### WHAT YOU NEED TO DO
From the entries below, please output exactly the lines starting at the one containing "plate frame in" and ending at the one containing "Q: Mark a point on every instance of the sidewalk", both included.

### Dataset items
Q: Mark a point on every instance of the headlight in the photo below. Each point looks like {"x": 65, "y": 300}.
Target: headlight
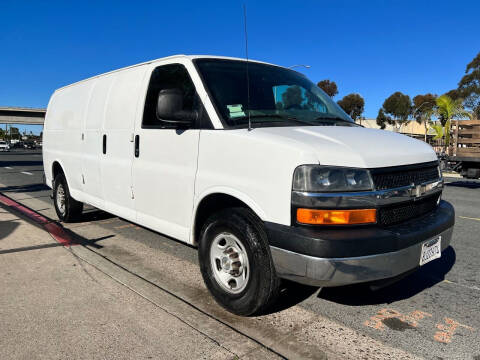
{"x": 317, "y": 178}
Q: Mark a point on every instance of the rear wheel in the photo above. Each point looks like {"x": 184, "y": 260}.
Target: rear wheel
{"x": 235, "y": 262}
{"x": 67, "y": 208}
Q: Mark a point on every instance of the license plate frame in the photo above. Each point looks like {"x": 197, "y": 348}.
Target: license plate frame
{"x": 431, "y": 250}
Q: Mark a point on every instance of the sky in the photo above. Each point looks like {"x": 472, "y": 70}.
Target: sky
{"x": 373, "y": 48}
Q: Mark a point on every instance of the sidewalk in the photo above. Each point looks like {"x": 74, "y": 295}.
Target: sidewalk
{"x": 55, "y": 306}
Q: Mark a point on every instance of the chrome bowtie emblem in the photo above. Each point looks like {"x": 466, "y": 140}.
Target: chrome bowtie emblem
{"x": 417, "y": 190}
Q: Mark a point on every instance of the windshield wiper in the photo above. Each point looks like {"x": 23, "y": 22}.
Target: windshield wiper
{"x": 332, "y": 118}
{"x": 335, "y": 118}
{"x": 278, "y": 116}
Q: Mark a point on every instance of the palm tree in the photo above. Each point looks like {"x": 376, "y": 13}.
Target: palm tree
{"x": 447, "y": 110}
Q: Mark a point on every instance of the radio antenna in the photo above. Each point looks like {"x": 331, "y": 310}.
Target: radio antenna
{"x": 248, "y": 77}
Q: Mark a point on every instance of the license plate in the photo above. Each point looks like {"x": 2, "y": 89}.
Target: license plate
{"x": 431, "y": 250}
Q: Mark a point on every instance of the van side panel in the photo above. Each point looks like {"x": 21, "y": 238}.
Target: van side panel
{"x": 62, "y": 140}
{"x": 116, "y": 165}
{"x": 92, "y": 143}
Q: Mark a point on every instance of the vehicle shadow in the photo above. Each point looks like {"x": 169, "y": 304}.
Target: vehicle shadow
{"x": 414, "y": 283}
{"x": 291, "y": 294}
{"x": 21, "y": 163}
{"x": 465, "y": 184}
{"x": 7, "y": 228}
{"x": 25, "y": 188}
{"x": 93, "y": 214}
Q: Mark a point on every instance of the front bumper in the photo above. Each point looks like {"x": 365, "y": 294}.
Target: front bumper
{"x": 335, "y": 257}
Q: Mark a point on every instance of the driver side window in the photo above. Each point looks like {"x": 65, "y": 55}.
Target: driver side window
{"x": 294, "y": 97}
{"x": 173, "y": 78}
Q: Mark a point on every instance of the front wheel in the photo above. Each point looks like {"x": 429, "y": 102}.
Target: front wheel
{"x": 235, "y": 262}
{"x": 67, "y": 208}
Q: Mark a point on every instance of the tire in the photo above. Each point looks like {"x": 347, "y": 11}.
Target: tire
{"x": 68, "y": 209}
{"x": 230, "y": 237}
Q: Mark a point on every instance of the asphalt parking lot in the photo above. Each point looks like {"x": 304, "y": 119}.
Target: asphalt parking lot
{"x": 433, "y": 313}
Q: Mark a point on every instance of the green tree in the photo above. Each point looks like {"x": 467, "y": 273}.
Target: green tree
{"x": 423, "y": 109}
{"x": 469, "y": 86}
{"x": 330, "y": 87}
{"x": 399, "y": 107}
{"x": 353, "y": 105}
{"x": 447, "y": 110}
{"x": 292, "y": 97}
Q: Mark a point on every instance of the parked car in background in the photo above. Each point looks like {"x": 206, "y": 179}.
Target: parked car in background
{"x": 29, "y": 145}
{"x": 263, "y": 172}
{"x": 4, "y": 146}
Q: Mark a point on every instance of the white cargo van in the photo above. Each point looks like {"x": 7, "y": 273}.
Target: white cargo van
{"x": 301, "y": 193}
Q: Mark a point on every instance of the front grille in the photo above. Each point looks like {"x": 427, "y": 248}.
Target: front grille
{"x": 394, "y": 214}
{"x": 404, "y": 175}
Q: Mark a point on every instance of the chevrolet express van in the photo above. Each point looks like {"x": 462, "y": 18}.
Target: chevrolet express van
{"x": 252, "y": 163}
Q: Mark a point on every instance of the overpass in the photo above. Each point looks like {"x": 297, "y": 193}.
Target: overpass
{"x": 17, "y": 115}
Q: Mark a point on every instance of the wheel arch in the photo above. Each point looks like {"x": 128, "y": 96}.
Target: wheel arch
{"x": 215, "y": 201}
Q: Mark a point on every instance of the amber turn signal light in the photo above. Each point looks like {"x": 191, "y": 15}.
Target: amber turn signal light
{"x": 336, "y": 217}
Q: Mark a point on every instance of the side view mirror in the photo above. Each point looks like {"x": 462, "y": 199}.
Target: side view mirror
{"x": 170, "y": 108}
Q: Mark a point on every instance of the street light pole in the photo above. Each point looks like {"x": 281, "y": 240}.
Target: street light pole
{"x": 298, "y": 65}
{"x": 413, "y": 116}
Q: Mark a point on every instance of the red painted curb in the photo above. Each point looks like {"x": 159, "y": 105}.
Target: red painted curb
{"x": 55, "y": 230}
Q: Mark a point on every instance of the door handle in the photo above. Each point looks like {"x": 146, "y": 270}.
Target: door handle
{"x": 137, "y": 145}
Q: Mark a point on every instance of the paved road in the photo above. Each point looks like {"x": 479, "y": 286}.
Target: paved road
{"x": 434, "y": 313}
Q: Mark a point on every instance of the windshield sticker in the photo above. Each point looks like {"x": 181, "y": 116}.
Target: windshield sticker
{"x": 235, "y": 110}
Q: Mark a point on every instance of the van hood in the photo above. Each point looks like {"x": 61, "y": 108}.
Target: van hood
{"x": 353, "y": 146}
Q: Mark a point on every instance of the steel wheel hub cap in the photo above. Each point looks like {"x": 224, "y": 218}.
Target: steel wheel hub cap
{"x": 61, "y": 198}
{"x": 229, "y": 262}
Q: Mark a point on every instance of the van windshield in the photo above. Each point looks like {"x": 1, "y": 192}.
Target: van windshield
{"x": 276, "y": 96}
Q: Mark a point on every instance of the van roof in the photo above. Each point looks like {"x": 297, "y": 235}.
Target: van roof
{"x": 179, "y": 56}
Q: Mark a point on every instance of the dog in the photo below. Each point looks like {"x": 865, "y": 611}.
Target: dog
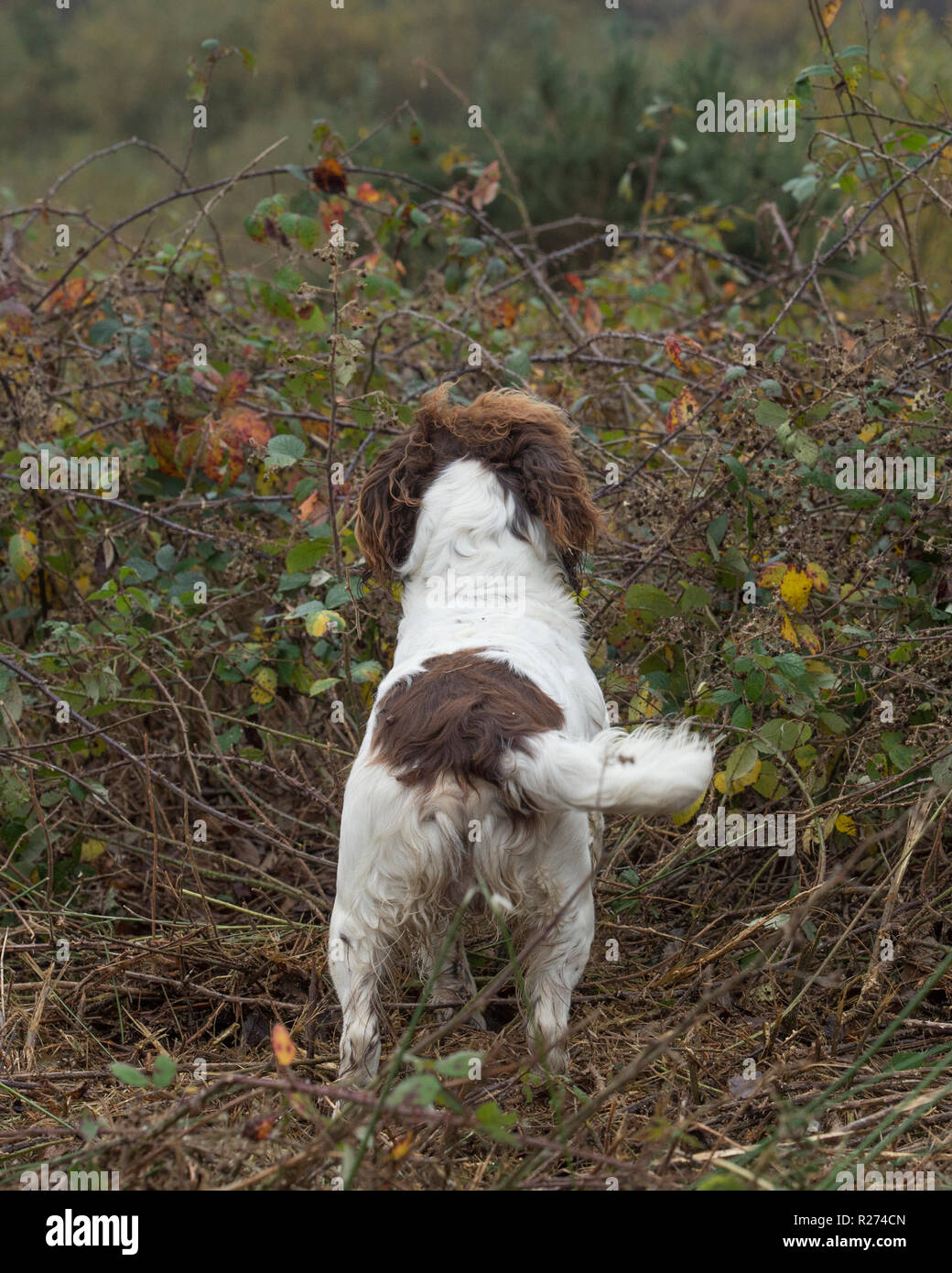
{"x": 488, "y": 761}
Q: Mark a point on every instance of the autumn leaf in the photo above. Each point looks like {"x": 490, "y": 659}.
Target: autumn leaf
{"x": 486, "y": 188}
{"x": 258, "y": 1128}
{"x": 23, "y": 555}
{"x": 265, "y": 684}
{"x": 329, "y": 176}
{"x": 231, "y": 388}
{"x": 310, "y": 509}
{"x": 795, "y": 588}
{"x": 687, "y": 815}
{"x": 799, "y": 634}
{"x": 772, "y": 575}
{"x": 69, "y": 297}
{"x": 681, "y": 411}
{"x": 319, "y": 620}
{"x": 403, "y": 1148}
{"x": 281, "y": 1044}
{"x": 830, "y": 9}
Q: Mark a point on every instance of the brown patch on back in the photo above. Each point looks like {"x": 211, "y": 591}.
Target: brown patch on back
{"x": 457, "y": 718}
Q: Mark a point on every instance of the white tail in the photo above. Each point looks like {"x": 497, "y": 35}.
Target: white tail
{"x": 651, "y": 770}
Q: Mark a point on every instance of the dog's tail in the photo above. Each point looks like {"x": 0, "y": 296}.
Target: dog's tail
{"x": 651, "y": 770}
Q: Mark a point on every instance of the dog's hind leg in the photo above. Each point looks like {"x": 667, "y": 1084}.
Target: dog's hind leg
{"x": 557, "y": 963}
{"x": 453, "y": 985}
{"x": 355, "y": 956}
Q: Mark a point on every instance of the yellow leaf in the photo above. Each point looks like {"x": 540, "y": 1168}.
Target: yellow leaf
{"x": 265, "y": 685}
{"x": 830, "y": 9}
{"x": 321, "y": 620}
{"x": 687, "y": 813}
{"x": 23, "y": 557}
{"x": 795, "y": 588}
{"x": 403, "y": 1148}
{"x": 788, "y": 633}
{"x": 772, "y": 575}
{"x": 281, "y": 1044}
{"x": 681, "y": 411}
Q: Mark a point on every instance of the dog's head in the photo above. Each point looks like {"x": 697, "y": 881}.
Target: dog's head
{"x": 524, "y": 440}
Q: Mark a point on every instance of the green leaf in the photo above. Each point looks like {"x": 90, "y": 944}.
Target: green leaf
{"x": 306, "y": 555}
{"x": 286, "y": 450}
{"x": 129, "y": 1074}
{"x": 818, "y": 69}
{"x": 648, "y": 600}
{"x": 772, "y": 415}
{"x": 23, "y": 557}
{"x": 833, "y": 722}
{"x": 740, "y": 763}
{"x": 163, "y": 1071}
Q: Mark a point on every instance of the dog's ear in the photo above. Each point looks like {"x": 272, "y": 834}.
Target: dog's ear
{"x": 534, "y": 440}
{"x": 387, "y": 508}
{"x": 555, "y": 489}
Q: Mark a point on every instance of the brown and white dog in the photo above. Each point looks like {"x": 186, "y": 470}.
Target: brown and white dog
{"x": 488, "y": 759}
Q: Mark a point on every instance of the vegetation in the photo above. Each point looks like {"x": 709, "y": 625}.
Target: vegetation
{"x": 186, "y": 666}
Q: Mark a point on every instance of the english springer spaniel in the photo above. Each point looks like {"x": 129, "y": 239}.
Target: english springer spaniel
{"x": 488, "y": 759}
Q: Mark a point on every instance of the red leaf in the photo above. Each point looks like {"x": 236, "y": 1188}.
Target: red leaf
{"x": 330, "y": 177}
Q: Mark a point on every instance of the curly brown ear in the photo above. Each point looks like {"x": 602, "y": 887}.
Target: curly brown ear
{"x": 555, "y": 488}
{"x": 534, "y": 438}
{"x": 387, "y": 509}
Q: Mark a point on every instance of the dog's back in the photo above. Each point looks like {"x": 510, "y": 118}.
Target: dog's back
{"x": 488, "y": 759}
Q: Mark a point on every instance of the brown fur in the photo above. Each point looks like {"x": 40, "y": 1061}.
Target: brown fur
{"x": 459, "y": 717}
{"x": 525, "y": 442}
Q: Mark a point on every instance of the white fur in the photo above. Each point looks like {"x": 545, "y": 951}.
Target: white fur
{"x": 407, "y": 859}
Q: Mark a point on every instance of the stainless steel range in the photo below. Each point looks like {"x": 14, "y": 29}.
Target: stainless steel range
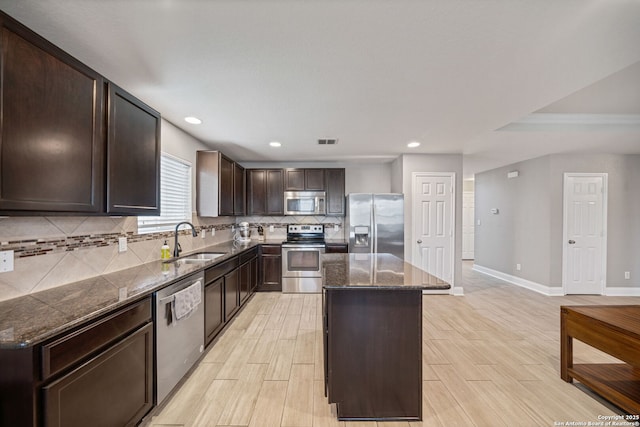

### COMPLETED TASK
Q: Mark a point on every instance of the license plate frame in the photo above. Each point looks like {"x": 197, "y": 348}.
Target: license plate frame
{"x": 431, "y": 250}
Q: Mark a point on every instance of the sky in the photo above. Each point looks like {"x": 472, "y": 70}.
Target: sky
{"x": 373, "y": 48}
Q: Mark a point on every instance of the sidewalk in the photo above. Each point looks like {"x": 74, "y": 295}.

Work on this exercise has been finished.